**Problems and tasks**
A. Output the lines of the piece on getting over someone, from "Pray and forgive." to "stronger and better.", inclusive.
B. In the piece on getting over someone, what did the writer find to replace the other person's voice in making them sleep and waking them up?
C. Translate this sentence from the piece on getting over someone into Spanish: "I start to rebuild myself."

**Source passage**
• • • • • • •

THINGS I DID TO GET OVER YOU

Things i did to get over you when you didn't choose me.

Move out from the city. I moved out from the city away from everything that could possibly remind me of you, me and "us".

Look for a carer. I search for jobs that will fill my pocket to have what I want because all I thought that could made me happy. Filled my time working so that I will not have time to think about you, me and "us".

Find something new. I no longer need to hear your voice for good morning and good night. I found pills that replace you in making me sleep and wake me up when its over. I dont need you. Because I cant have you, me, and "us".

Refuse to talk. I refuse to talk about you because it means I remember you, I think of you. And I miss you, me, and "us".

Start writing. Writing the feelings that are hanging. Then eventually I get sick and tired of writing and re reading things only about you, me, and "us".

Knowing and meeting. I came up to the idea and played the scene of knowing, meeting and falling in love again. But I found myself imitating and wanting only like you, me and "us".

STOP CRYING! STOP LONGING! STOP MISSING! you and "us".

Let go! I learn to let go. Fall out of love with the idea of "US". And I found myself happy with it. No more you, me and "us".

Pray and forgive. The best thing I know and the only thing I can for you and me.

Accept. I learn to accept and embrace the fact that what we have has an end. That -
YOU are chosen to serve God.
I was made to be loved.
And "US" will be happy in separate ways.

Rebuild. I start to rebuild myself. I stand with my own shoes stronger and better.

Love. I fall in love with myself until finally someone loved me. Fill the space you empty and made me whole again.

• • • • • • •

**Given records**

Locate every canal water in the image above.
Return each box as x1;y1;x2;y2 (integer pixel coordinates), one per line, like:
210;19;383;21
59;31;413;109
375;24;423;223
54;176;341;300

• • • • • • •

**Results for the exercise**
A.
Pray and forgive. The best thing I know and the only thing I can for you and me.

Accept. I learn to accept and embrace the fact that what we have has an end. That -
YOU are chosen to serve God.
I was made to be loved.
And "US" will be happy in separate ways.

Rebuild. I start to rebuild myself. I stand with my own shoes stronger and better.

B. Pills.

C. Empiezo a reconstruirme.